◆ **RECORDS SUPPLIED**:
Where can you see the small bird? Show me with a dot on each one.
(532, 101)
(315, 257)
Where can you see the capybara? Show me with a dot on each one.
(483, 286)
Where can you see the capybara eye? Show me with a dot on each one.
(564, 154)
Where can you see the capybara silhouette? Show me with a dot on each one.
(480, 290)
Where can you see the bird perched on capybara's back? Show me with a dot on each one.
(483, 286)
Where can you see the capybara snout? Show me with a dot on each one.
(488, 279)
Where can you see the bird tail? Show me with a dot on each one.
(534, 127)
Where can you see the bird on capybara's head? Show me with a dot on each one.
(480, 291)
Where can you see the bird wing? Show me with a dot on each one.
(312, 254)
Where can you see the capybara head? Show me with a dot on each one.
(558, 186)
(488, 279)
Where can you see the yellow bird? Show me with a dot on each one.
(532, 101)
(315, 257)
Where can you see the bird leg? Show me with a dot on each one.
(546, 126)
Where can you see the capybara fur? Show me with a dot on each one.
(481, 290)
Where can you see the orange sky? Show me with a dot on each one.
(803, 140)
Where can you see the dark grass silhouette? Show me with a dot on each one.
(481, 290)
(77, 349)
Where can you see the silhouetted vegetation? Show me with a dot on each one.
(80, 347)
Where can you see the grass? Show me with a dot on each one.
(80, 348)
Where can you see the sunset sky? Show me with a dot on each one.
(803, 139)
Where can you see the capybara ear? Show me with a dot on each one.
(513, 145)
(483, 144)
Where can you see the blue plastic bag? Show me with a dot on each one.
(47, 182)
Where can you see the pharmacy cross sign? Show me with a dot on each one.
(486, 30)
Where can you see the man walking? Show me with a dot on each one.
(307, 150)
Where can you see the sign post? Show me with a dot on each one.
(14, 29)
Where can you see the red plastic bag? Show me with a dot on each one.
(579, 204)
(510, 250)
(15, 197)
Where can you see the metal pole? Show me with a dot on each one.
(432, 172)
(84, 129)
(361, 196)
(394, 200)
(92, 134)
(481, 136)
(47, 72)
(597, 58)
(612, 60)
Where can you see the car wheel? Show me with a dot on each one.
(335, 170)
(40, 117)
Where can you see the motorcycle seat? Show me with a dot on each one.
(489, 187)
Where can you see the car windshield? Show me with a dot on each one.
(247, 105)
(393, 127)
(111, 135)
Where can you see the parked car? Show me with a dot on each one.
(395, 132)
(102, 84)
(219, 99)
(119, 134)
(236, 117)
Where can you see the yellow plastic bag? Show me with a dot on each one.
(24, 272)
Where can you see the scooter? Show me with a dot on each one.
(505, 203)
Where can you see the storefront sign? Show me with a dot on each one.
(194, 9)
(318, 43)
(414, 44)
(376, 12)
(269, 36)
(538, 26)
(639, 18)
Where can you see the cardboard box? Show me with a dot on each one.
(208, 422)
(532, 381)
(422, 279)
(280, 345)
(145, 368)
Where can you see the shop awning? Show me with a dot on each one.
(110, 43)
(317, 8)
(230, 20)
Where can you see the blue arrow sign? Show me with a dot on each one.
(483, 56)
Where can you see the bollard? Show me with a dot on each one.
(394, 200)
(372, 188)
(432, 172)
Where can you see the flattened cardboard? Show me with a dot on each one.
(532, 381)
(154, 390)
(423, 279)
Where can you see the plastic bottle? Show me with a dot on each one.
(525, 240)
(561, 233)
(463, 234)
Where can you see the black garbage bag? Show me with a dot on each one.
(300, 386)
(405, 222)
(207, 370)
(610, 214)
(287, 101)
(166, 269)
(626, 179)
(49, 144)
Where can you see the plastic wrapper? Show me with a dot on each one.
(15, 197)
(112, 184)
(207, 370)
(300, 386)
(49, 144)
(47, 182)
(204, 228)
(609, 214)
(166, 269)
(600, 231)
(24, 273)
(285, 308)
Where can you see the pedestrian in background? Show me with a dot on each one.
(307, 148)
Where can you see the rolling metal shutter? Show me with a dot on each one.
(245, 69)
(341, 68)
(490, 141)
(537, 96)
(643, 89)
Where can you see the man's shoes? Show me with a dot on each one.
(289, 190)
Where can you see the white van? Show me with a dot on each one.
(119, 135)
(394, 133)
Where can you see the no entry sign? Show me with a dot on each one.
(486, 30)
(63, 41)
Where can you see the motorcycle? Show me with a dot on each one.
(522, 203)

◆ **TASK DIRECTIONS**: What is needed here is a word-for-word copy of the whole listing.

◆ **TASK ANSWER**:
Where can you see the small bird? Show me with a dot on each one.
(532, 101)
(315, 257)
Where can you see the capybara? Show me with a dot on each one.
(483, 286)
Where can you see the capybara eye? Show me with a dot on each one.
(564, 154)
Where can you see the capybara silhouette? Show me with a dot on each one.
(480, 290)
Where can you see the bird perched on capybara's back? Show me with a dot on each one.
(483, 286)
Where can you see the capybara snout? Show me with a dot on each one.
(488, 279)
Where can you see the bird tail? Show me with a dot on each one.
(534, 127)
Where can you see the bird on capybara's head? Show me with a dot on each one.
(480, 291)
Where can you see the bird wing? Show me with a dot on each one.
(312, 254)
Where can you see the capybara head? Show me with a dot on each one.
(558, 186)
(488, 279)
Where can you see the yellow bird? Show me with a dot on each one.
(532, 101)
(315, 257)
Where can you see the bird leg? Show me with a dot on each one.
(546, 126)
Where can you see the capybara fur? Show me with a dot on each one.
(481, 290)
Where can you see the orange sky? Show me with a dot on each one.
(803, 140)
Where can you see the dark grass silhouette? Show me with a dot on each one.
(481, 290)
(77, 349)
Where can you see the silhouetted vegetation? Show me with a dot on each one.
(80, 347)
Where can you see the grass? Show me with a dot on each one.
(80, 348)
Where can you see the sunset sky? Show me with a dot on each one.
(803, 139)
Where can you see the capybara ear? Show me with a dot on each one.
(513, 145)
(483, 144)
Where can you see the blue plastic bag? Show me with a dot on each one.
(47, 182)
Where can you see the pharmacy cross sign? Show me with a dot on each one.
(486, 30)
Where can you see the man walking? Show me with a dot on each one.
(307, 150)
Where can you see the sign post? Show me with a dot on each one.
(14, 29)
Where can you see the red plastic bag? Show me with a dot on each one.
(579, 204)
(510, 250)
(15, 197)
Where can you see the metal pole? Show me with a dot on each one.
(432, 172)
(84, 129)
(361, 196)
(394, 200)
(92, 134)
(481, 136)
(47, 72)
(597, 58)
(612, 60)
Where can you see the car wheel? Show me with a dot on each one.
(335, 170)
(40, 117)
Where can you see the motorcycle seat? Show me with a dot on each one.
(489, 187)
Where can you see the car windshield? Show me with a dot on each one.
(247, 105)
(393, 127)
(111, 135)
Where can you see the parked car? Show me with a dot on each one.
(395, 132)
(102, 84)
(219, 99)
(119, 134)
(236, 117)
Where can you see the yellow plastic bag? Show me with a dot on each one.
(24, 272)
Where can you see the scooter? Show me with a dot on each one.
(505, 203)
Where can you see the storefront sign? Show me with a dot on each one.
(194, 9)
(318, 43)
(414, 44)
(376, 12)
(269, 36)
(538, 26)
(639, 18)
Where can you see the cardboard box? Show me with a dot on each one.
(208, 422)
(532, 381)
(422, 279)
(280, 345)
(145, 368)
Where can you see the shop awning? Show me with a dot on each one.
(110, 43)
(317, 8)
(230, 20)
Where can you see the blue arrow sign? Show me with a dot on each one.
(483, 56)
Where can you see the bollard? Show me with a dot on each one.
(394, 200)
(372, 188)
(432, 172)
Where can you see the flattened cardboard? Show me with a dot on each one.
(532, 381)
(154, 390)
(423, 279)
Where can you see the plastic bottle? Show me with a dot on each one.
(525, 240)
(561, 233)
(463, 234)
Where can you see the black garbage bag? Show me with a dot on each one.
(300, 386)
(405, 222)
(207, 370)
(610, 214)
(287, 101)
(166, 269)
(626, 179)
(49, 144)
Where can you see the plastic wrapper? Show me with a dot on each one.
(15, 197)
(112, 184)
(207, 370)
(300, 386)
(49, 144)
(47, 182)
(204, 228)
(609, 214)
(166, 269)
(600, 231)
(24, 273)
(285, 308)
Where can you see the pedestrian in background? Show me with a dot on each one.
(307, 148)
Where can you see the rolling metal shutter? Show me with a dot on each one.
(245, 69)
(341, 68)
(490, 141)
(537, 96)
(643, 89)
Where can you see the man's shoes? Show me with a dot on each one.
(289, 190)
Where can you see the white van? Show me with a dot on each one.
(119, 135)
(394, 133)
Where can you see the no entry sign? Show me with a dot on each one.
(486, 30)
(63, 41)
Where can you see the motorcycle? Show me with a dot on each one.
(522, 203)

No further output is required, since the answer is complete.